# EXERCISE GOAL:
Which lines in the data below contain the string "blue"? Pull out each one in full, and count only matches with the same uppercase and lowercase letters.

# RECORDED INFORMATION:
START
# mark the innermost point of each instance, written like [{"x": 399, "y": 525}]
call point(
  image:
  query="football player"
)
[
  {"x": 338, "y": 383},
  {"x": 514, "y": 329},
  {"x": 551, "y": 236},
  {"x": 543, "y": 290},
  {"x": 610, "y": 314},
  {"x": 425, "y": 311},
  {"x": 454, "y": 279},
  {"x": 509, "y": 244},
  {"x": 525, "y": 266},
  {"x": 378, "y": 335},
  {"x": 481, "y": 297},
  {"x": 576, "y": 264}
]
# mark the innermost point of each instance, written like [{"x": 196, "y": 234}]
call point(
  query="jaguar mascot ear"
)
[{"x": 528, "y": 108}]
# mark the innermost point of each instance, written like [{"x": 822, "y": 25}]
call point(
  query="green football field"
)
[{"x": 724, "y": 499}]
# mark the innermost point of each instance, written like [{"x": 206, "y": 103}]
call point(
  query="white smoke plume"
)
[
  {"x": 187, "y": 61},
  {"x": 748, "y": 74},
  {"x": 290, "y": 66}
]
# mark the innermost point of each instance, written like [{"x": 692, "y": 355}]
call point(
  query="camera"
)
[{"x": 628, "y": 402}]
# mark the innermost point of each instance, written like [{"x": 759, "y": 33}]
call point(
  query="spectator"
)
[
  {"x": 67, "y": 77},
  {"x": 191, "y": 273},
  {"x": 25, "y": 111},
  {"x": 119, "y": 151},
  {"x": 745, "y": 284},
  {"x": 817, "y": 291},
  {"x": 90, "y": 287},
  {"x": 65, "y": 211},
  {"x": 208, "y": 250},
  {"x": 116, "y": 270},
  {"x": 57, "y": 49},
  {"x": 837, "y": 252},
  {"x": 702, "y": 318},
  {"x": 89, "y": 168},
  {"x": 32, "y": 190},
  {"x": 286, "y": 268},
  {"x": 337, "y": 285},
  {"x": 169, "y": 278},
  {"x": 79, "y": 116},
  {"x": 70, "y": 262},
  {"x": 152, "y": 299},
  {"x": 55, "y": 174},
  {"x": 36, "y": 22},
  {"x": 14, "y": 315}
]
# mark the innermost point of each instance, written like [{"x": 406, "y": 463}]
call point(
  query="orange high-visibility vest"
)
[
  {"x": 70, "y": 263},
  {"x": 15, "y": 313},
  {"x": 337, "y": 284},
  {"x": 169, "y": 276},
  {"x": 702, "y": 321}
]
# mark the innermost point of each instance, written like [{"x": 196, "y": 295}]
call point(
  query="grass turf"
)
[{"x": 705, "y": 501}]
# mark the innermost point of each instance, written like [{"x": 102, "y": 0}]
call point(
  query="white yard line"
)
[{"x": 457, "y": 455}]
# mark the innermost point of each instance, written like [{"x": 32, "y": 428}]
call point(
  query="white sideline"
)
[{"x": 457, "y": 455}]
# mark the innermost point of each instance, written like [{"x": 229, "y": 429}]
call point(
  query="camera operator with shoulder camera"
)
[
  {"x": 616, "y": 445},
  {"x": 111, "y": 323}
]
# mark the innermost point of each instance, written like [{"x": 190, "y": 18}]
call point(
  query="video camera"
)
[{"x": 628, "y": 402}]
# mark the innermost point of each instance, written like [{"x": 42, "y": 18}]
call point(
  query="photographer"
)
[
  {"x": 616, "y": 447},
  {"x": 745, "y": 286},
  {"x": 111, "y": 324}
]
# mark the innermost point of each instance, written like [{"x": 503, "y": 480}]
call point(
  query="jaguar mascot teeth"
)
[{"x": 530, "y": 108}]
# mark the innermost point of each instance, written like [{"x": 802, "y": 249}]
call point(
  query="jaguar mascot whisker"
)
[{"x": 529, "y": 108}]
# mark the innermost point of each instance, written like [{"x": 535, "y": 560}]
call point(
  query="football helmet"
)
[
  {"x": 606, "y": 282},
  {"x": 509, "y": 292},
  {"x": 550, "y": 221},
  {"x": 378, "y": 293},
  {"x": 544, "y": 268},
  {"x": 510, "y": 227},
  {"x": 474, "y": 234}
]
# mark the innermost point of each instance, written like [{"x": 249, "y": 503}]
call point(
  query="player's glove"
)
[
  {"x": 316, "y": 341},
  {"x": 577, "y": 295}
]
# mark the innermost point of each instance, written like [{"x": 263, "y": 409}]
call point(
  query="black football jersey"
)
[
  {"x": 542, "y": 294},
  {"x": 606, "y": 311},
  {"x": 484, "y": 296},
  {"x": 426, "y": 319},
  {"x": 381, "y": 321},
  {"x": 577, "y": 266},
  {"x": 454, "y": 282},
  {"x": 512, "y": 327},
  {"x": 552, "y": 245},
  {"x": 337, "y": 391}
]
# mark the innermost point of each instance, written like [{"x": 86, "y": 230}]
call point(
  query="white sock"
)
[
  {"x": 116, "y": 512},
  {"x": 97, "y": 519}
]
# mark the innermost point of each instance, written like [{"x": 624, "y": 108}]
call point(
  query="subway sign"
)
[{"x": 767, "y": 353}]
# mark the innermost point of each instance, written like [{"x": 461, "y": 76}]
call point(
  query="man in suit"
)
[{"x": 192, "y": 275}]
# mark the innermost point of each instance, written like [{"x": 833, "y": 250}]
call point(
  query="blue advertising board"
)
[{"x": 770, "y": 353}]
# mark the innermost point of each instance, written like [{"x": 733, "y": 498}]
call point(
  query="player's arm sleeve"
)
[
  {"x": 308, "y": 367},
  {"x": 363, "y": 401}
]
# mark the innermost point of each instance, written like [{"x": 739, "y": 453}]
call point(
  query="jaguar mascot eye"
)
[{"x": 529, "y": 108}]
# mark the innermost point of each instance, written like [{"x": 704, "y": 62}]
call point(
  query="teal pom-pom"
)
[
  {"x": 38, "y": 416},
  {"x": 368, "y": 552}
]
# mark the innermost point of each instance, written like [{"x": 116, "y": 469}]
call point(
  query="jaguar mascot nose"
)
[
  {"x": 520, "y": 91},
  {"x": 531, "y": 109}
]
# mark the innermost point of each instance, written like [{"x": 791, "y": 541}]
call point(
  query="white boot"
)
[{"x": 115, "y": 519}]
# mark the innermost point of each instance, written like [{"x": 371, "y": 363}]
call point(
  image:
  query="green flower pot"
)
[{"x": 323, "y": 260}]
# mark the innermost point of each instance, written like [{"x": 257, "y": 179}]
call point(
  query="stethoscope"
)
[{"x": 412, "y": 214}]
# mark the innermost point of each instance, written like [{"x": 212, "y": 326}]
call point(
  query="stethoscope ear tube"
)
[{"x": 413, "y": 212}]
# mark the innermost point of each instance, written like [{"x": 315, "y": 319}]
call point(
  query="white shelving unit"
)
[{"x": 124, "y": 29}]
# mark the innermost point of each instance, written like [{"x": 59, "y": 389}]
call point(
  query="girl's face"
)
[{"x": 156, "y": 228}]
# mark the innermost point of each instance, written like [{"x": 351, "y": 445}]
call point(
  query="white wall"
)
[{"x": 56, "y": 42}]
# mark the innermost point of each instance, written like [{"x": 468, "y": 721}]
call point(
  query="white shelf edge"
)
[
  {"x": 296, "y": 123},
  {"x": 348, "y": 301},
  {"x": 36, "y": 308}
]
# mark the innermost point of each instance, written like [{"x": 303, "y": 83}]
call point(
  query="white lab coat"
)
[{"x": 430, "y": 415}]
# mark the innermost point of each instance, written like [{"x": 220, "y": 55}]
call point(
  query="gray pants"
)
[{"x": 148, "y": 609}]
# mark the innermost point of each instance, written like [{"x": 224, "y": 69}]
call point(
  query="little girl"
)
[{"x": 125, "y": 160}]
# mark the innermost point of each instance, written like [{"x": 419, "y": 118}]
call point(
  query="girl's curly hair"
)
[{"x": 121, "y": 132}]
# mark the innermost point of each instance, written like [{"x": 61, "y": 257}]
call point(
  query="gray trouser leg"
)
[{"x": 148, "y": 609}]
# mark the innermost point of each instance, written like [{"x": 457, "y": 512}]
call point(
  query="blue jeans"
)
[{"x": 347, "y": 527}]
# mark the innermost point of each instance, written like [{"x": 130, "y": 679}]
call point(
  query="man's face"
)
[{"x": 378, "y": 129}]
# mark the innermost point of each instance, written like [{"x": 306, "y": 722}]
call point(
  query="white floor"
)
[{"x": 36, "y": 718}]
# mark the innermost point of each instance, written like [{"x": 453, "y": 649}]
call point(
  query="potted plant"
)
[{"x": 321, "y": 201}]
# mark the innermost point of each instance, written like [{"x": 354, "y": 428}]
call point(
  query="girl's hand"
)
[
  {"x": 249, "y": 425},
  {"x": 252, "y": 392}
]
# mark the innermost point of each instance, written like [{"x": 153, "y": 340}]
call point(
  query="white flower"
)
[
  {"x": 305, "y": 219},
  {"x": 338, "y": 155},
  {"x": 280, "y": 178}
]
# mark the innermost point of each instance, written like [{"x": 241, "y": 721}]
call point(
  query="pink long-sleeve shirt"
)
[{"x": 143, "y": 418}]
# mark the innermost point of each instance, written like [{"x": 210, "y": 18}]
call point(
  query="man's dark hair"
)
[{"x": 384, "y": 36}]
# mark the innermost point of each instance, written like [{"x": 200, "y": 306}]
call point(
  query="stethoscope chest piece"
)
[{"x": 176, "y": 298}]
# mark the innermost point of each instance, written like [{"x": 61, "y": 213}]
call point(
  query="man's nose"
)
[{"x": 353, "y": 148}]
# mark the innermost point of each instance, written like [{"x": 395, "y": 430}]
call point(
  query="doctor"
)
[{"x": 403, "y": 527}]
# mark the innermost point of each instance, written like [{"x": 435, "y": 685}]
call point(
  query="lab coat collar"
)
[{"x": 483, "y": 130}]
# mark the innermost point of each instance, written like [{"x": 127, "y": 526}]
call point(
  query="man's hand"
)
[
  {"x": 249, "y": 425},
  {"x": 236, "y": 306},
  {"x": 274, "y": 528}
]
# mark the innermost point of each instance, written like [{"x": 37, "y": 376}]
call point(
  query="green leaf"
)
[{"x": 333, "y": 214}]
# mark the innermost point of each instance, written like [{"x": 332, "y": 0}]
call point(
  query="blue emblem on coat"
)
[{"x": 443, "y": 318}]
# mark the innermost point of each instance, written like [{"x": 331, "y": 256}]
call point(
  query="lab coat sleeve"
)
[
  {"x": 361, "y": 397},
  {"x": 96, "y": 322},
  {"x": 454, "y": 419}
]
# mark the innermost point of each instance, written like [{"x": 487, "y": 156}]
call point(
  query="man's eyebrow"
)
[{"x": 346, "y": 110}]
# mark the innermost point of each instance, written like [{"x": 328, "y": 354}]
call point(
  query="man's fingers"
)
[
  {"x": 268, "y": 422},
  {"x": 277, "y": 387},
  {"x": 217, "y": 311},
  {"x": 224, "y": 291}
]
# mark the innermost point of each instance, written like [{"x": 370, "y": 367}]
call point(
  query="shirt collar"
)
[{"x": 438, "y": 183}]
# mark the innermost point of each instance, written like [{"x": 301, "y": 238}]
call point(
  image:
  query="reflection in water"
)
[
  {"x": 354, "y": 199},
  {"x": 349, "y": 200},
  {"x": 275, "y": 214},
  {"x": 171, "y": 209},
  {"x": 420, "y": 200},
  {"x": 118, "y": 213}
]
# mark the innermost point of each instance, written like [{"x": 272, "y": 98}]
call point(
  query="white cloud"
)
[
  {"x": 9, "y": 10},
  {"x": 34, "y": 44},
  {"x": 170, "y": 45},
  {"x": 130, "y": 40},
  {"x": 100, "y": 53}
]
END
# RESULT OF THE TASK:
  query="blue advertising board"
  query="blue jeans"
  query="blue emblem on coat"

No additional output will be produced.